Write out the material below verbatim, leaving out the pictures.
## Start RECORD EXCERPTS
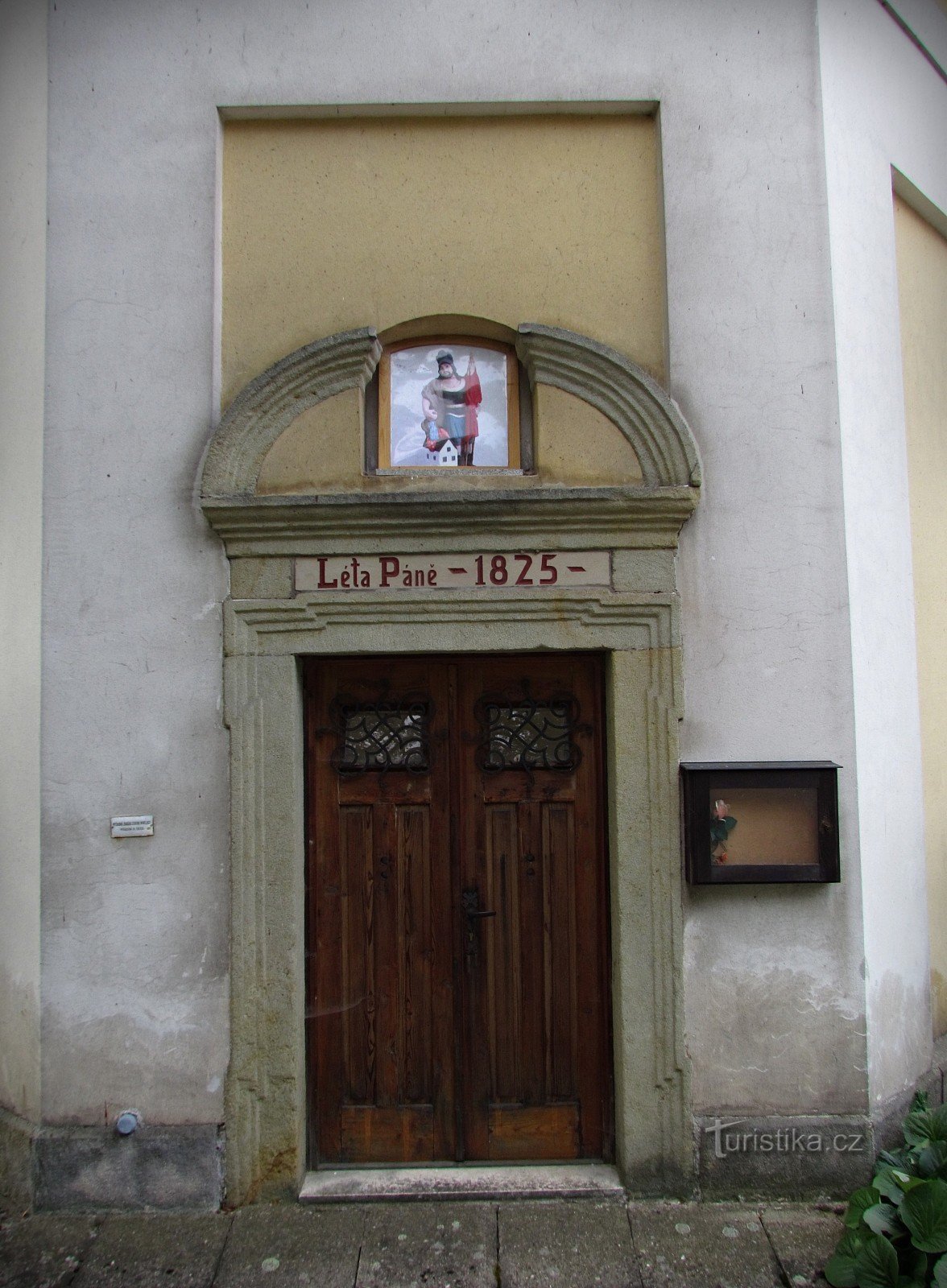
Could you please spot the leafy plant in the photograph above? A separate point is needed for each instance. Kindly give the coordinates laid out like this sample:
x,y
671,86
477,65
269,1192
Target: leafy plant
x,y
895,1229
## End RECORD EXCERPTS
## SOLUTION TO THIS PROBLEM
Could you please spot the leafy plant in the photograph above? A separate point is needed for each instance. Kindly give the coordinates laid out like this sample:
x,y
671,86
477,65
269,1192
Target: leafy plant
x,y
895,1229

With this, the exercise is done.